▸ The task
Starting at the line that contains "Where can the woman be" and ending at the last line of the material below, set down that portion verbatim.

▸ Source data
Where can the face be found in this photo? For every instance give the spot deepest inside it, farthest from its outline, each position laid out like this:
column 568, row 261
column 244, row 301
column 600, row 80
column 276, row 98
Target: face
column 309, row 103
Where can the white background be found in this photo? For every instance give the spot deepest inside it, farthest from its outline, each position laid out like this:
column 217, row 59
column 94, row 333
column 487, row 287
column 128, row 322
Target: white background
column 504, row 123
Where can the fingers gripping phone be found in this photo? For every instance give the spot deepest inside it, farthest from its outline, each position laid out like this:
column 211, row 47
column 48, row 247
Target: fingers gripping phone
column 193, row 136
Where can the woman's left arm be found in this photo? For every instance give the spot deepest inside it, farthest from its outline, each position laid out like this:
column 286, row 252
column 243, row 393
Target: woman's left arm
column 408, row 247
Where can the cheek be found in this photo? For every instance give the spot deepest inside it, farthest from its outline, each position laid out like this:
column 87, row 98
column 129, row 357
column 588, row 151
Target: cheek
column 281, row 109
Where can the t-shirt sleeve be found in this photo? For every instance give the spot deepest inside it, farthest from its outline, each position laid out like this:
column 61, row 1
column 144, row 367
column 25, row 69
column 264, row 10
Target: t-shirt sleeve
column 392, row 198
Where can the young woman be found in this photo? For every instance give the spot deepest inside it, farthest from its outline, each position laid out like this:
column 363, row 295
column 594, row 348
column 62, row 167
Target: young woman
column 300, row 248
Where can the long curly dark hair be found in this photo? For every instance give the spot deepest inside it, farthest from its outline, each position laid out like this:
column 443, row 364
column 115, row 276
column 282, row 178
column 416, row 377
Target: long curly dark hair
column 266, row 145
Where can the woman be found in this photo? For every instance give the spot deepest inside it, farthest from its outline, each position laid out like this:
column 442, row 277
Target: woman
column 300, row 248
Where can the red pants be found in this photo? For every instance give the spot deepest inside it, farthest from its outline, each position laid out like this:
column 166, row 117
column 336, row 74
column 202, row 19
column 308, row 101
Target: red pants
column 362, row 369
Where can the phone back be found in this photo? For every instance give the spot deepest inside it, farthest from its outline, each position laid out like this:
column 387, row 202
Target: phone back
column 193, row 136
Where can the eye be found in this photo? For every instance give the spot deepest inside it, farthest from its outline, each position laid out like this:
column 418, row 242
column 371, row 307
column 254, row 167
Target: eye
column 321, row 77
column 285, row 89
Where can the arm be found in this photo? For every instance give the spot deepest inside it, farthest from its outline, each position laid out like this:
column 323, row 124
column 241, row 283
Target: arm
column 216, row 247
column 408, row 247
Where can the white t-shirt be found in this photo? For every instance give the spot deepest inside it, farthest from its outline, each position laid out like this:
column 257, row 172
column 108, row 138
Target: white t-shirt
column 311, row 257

▸ Output of the exercise
Where can the woman be found in this photo? For every instance give the spot deepest inside it, farthest from its outline, each position laid out like this:
column 442, row 277
Target: woman
column 300, row 248
Where can the red pants be found in this photo? For every instance give the spot deepest inside it, farthest from its outline, each position laid out like this:
column 166, row 117
column 336, row 74
column 202, row 19
column 308, row 101
Target: red pants
column 362, row 369
Where can the phone back be found in this photo? For every instance give the spot deepest inside it, farthest from its outline, each position laid out like this:
column 387, row 202
Target: phone back
column 193, row 136
Where can the eye be found in this photo? For every instance give the spot deepest inside it, farthest from its outline, each position laid out like this:
column 418, row 242
column 371, row 307
column 254, row 167
Target: eye
column 321, row 77
column 285, row 89
Where can the arm be found in this photo? For every instance give the spot deepest inside it, farthest from its outline, each position laid out like this:
column 323, row 124
column 241, row 283
Target: arm
column 216, row 247
column 408, row 247
Where can the white t-shirt be found in this photo? For every instance give the spot deepest inside it, farthest from its outline, each position laid out like this:
column 257, row 172
column 108, row 138
Target: white t-shirt
column 311, row 257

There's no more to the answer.